* **Work task**: Print all the records exactly, please.
═══ Dataset ═══
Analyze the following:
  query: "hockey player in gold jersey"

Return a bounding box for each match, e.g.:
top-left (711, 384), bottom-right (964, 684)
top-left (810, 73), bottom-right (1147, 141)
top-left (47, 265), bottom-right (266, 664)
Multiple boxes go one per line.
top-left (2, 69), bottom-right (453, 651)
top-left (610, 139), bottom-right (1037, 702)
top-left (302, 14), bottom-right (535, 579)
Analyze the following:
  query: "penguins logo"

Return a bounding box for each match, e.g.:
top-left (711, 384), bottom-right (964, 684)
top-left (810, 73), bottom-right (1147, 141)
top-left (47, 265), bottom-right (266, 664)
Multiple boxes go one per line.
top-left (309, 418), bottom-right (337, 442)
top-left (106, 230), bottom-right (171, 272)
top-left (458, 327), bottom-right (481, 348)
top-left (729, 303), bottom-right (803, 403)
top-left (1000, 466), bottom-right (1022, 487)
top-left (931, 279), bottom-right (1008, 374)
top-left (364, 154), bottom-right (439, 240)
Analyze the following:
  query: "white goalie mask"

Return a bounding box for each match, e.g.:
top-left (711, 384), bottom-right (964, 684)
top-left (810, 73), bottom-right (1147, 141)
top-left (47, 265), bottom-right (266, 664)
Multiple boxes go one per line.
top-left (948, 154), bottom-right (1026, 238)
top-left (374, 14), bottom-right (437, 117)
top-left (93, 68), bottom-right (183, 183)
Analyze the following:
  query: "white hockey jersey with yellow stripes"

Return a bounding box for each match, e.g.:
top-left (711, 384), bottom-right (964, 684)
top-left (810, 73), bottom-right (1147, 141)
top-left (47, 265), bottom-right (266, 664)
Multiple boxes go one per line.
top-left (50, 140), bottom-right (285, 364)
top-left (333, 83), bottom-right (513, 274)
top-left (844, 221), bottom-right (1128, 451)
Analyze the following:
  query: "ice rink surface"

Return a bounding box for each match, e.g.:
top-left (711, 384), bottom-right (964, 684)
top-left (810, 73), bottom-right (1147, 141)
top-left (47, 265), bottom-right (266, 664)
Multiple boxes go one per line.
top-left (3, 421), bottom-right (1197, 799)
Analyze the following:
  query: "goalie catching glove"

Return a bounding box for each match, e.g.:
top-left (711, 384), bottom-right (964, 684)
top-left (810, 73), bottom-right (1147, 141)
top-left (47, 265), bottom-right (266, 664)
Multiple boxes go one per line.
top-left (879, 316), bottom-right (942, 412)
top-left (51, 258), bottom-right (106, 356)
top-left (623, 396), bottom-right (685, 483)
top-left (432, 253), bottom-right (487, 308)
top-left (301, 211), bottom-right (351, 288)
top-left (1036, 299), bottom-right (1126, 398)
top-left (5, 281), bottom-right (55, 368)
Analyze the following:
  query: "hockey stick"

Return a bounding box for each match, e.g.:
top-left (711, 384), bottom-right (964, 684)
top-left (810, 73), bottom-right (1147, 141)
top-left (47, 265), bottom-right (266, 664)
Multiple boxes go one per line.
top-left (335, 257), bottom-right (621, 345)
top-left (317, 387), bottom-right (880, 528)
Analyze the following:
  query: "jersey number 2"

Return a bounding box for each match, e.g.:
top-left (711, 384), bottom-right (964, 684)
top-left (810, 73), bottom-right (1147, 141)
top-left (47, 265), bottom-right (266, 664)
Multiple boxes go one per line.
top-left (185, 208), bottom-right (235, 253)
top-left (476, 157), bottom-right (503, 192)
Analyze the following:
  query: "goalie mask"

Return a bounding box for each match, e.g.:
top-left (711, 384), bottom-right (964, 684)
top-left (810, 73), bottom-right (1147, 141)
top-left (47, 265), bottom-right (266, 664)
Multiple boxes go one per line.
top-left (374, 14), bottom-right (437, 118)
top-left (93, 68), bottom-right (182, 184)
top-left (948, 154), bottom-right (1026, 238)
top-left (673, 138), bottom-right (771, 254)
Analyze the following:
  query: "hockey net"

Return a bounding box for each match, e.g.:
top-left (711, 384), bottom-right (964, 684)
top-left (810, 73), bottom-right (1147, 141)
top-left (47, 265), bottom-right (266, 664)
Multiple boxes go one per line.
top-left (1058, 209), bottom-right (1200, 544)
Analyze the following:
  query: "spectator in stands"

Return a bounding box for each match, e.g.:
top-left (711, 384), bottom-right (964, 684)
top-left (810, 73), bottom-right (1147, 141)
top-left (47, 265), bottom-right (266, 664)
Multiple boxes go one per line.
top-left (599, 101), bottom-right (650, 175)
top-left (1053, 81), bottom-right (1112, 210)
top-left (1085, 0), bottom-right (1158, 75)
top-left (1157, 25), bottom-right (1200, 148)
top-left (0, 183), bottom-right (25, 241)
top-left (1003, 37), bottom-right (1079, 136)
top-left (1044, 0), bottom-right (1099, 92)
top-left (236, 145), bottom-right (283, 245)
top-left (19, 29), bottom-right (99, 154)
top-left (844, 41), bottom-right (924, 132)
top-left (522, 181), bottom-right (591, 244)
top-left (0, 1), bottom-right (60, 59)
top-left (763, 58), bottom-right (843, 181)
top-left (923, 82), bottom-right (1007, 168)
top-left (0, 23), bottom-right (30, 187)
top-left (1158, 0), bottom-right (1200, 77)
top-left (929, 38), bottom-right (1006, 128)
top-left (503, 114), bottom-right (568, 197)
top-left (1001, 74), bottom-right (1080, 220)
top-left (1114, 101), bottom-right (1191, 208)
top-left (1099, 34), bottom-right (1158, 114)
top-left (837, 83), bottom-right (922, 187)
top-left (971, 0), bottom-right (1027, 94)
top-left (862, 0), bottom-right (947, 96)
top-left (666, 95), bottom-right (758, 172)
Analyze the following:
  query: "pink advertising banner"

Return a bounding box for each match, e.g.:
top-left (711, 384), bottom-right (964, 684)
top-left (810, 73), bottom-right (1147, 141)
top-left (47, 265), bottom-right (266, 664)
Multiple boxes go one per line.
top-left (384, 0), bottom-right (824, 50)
═══
* **Task output**:
Analyze the following:
  query: "hockey player in gold jersey"

Return a bounding box for each match, e.g.:
top-left (711, 384), bottom-right (964, 684)
top-left (810, 73), bottom-right (1147, 141)
top-left (47, 265), bottom-right (266, 664)
Multiple boxes go one per line.
top-left (2, 69), bottom-right (453, 651)
top-left (610, 139), bottom-right (1037, 702)
top-left (302, 14), bottom-right (535, 579)
Analyze the following:
  query: "penguins logo"

Return a bounding box for each match, e.g.:
top-left (711, 384), bottom-right (964, 684)
top-left (810, 73), bottom-right (1147, 141)
top-left (47, 265), bottom-right (266, 664)
Multiple boxes go one per line.
top-left (309, 418), bottom-right (337, 442)
top-left (106, 230), bottom-right (171, 272)
top-left (458, 327), bottom-right (481, 348)
top-left (729, 303), bottom-right (803, 403)
top-left (1000, 466), bottom-right (1022, 487)
top-left (931, 279), bottom-right (1008, 374)
top-left (364, 154), bottom-right (439, 240)
Analyze the following:
  query: "white goalie mask"

Return a bounding box for each match, e.g.:
top-left (711, 384), bottom-right (964, 684)
top-left (810, 73), bottom-right (1147, 141)
top-left (47, 265), bottom-right (266, 664)
Multiple boxes go one per line.
top-left (948, 154), bottom-right (1026, 238)
top-left (374, 14), bottom-right (437, 117)
top-left (93, 68), bottom-right (183, 183)
Analyze the following:
  query: "white hockey jersey with yellow stripes"

Return a bounding box for each match, e.g.:
top-left (711, 384), bottom-right (964, 684)
top-left (810, 73), bottom-right (1147, 141)
top-left (47, 265), bottom-right (266, 664)
Multiple boxes go one per line.
top-left (50, 140), bottom-right (285, 364)
top-left (333, 83), bottom-right (513, 274)
top-left (844, 221), bottom-right (1128, 451)
Analyze the following:
  query: "ice rink surface"

Return a bounding box for each match, e.g.:
top-left (711, 384), bottom-right (964, 684)
top-left (810, 73), bottom-right (1147, 141)
top-left (47, 265), bottom-right (266, 664)
Multiple boxes go one per line.
top-left (3, 421), bottom-right (1197, 799)
Analyze the following:
  query: "goalie catching glove"

Return a bounding box for each match, e.g.:
top-left (711, 384), bottom-right (964, 684)
top-left (810, 73), bottom-right (1147, 141)
top-left (47, 265), bottom-right (266, 664)
Multiple boxes go one per line.
top-left (879, 316), bottom-right (942, 412)
top-left (51, 258), bottom-right (106, 356)
top-left (623, 396), bottom-right (685, 483)
top-left (432, 253), bottom-right (487, 308)
top-left (301, 211), bottom-right (351, 288)
top-left (1036, 299), bottom-right (1126, 398)
top-left (5, 281), bottom-right (55, 368)
Analyze the following:
  query: "hockey stick"

Return a bounding box for each match, e.g.:
top-left (711, 384), bottom-right (964, 684)
top-left (810, 73), bottom-right (1147, 141)
top-left (47, 265), bottom-right (266, 664)
Multiple boxes go one per line.
top-left (335, 257), bottom-right (621, 345)
top-left (317, 387), bottom-right (880, 528)
Analyze the following:
  query: "jersey number 2"

Return a bounding box for each match, e.g.:
top-left (711, 384), bottom-right (964, 684)
top-left (810, 73), bottom-right (1147, 141)
top-left (47, 265), bottom-right (266, 664)
Multiple boxes go one per line.
top-left (185, 208), bottom-right (235, 253)
top-left (476, 157), bottom-right (503, 192)
Analyze the following:
  query: "goalie mask"

Return a bounding box for each match, e.g.:
top-left (711, 384), bottom-right (964, 684)
top-left (810, 73), bottom-right (1147, 141)
top-left (47, 265), bottom-right (266, 664)
Multiple boxes go one per line.
top-left (374, 14), bottom-right (437, 118)
top-left (93, 68), bottom-right (182, 184)
top-left (948, 154), bottom-right (1026, 238)
top-left (673, 138), bottom-right (771, 254)
Analyze the following:
  query: "hockey net"

Return a bounding box for each match, e.g.:
top-left (711, 384), bottom-right (964, 684)
top-left (810, 73), bottom-right (1147, 141)
top-left (47, 265), bottom-right (266, 664)
Multiple boxes go one per line.
top-left (1058, 209), bottom-right (1200, 544)
Analyze the following:
  query: "spectator in stands"

Return a bounding box for each match, e.g.:
top-left (711, 384), bottom-right (964, 684)
top-left (810, 73), bottom-right (1147, 141)
top-left (47, 265), bottom-right (266, 664)
Multiple boxes go one per line.
top-left (599, 101), bottom-right (650, 175)
top-left (1053, 81), bottom-right (1112, 210)
top-left (1085, 0), bottom-right (1158, 75)
top-left (1157, 25), bottom-right (1200, 148)
top-left (0, 183), bottom-right (25, 241)
top-left (1003, 37), bottom-right (1079, 136)
top-left (1044, 0), bottom-right (1099, 92)
top-left (236, 145), bottom-right (283, 245)
top-left (19, 29), bottom-right (99, 154)
top-left (844, 41), bottom-right (924, 132)
top-left (522, 181), bottom-right (591, 244)
top-left (0, 1), bottom-right (60, 59)
top-left (763, 58), bottom-right (843, 181)
top-left (923, 82), bottom-right (1007, 168)
top-left (0, 23), bottom-right (30, 187)
top-left (1158, 0), bottom-right (1200, 77)
top-left (929, 38), bottom-right (1006, 128)
top-left (503, 114), bottom-right (568, 197)
top-left (1001, 74), bottom-right (1080, 220)
top-left (1114, 101), bottom-right (1191, 208)
top-left (1099, 34), bottom-right (1158, 114)
top-left (837, 83), bottom-right (922, 187)
top-left (971, 0), bottom-right (1027, 94)
top-left (862, 0), bottom-right (947, 96)
top-left (666, 95), bottom-right (758, 172)
Analyze the following:
  query: "pink advertising banner"

Return a bounding box for each match, e.g.:
top-left (711, 384), bottom-right (964, 684)
top-left (810, 73), bottom-right (1147, 141)
top-left (47, 265), bottom-right (266, 664)
Multiple boxes go one per line.
top-left (384, 0), bottom-right (824, 50)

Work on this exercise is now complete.